▶ Exercise prompt
An exact transcript is required of the lines below, from the one containing "Objective — for the overall" through the very last; leave every picture out of it.

▶ Dataset extract

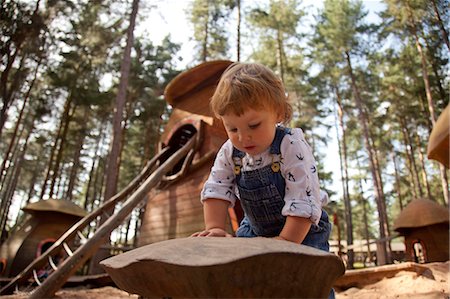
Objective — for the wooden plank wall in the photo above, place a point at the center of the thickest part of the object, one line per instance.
(176, 211)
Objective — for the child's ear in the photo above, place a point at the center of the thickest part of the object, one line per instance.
(280, 117)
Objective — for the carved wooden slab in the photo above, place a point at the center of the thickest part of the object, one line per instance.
(225, 267)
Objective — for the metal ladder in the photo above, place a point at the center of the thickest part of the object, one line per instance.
(139, 188)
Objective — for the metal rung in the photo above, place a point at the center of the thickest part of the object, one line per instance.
(82, 237)
(67, 249)
(36, 278)
(106, 214)
(52, 264)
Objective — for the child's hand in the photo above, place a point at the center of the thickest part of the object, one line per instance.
(213, 232)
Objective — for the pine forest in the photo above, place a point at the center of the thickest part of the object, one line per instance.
(82, 97)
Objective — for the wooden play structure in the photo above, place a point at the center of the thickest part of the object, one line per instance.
(225, 268)
(170, 187)
(425, 226)
(175, 211)
(43, 223)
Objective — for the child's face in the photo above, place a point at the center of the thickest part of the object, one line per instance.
(253, 131)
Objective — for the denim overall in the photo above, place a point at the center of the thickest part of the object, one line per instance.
(261, 193)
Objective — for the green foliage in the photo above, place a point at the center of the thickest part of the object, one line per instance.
(209, 19)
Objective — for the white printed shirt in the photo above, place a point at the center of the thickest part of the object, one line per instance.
(303, 197)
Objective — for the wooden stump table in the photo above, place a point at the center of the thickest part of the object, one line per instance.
(225, 268)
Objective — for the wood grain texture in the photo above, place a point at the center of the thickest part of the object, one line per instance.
(225, 268)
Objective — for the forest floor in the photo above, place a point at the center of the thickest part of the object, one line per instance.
(432, 284)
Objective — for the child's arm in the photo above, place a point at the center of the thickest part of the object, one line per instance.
(215, 213)
(295, 229)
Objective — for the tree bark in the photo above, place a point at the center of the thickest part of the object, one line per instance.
(114, 155)
(342, 144)
(441, 24)
(416, 188)
(238, 43)
(385, 254)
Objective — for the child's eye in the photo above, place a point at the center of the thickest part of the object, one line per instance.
(254, 126)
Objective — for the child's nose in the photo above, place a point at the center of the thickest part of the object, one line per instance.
(244, 136)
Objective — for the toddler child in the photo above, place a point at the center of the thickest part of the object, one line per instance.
(268, 167)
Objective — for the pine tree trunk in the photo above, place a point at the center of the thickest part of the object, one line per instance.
(342, 144)
(55, 146)
(114, 155)
(398, 188)
(280, 54)
(384, 254)
(422, 166)
(60, 151)
(238, 43)
(441, 24)
(76, 160)
(416, 187)
(205, 38)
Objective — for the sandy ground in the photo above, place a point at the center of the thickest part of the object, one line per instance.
(432, 284)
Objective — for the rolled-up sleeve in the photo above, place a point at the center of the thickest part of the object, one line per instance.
(221, 181)
(302, 197)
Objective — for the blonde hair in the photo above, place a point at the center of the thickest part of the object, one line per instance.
(250, 85)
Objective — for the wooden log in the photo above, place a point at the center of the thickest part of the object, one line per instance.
(225, 267)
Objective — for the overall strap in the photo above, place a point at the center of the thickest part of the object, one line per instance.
(275, 151)
(237, 156)
(275, 147)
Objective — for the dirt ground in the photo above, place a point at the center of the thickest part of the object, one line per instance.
(432, 284)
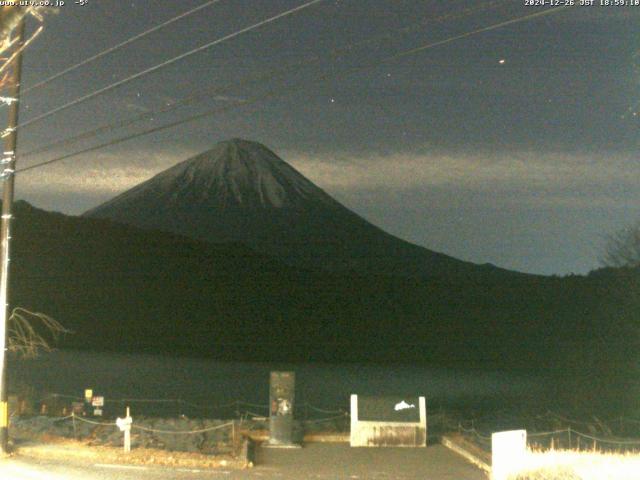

▶ Answer space
Objective — for the overall strap in the photo above, place a point at the center of the thickest part of the object, one line per instance.
(275, 151)
(237, 156)
(275, 147)
Objective — for the dirt ground in the photo above, place a point at the center of the thickest part of the object, one line per instance.
(432, 284)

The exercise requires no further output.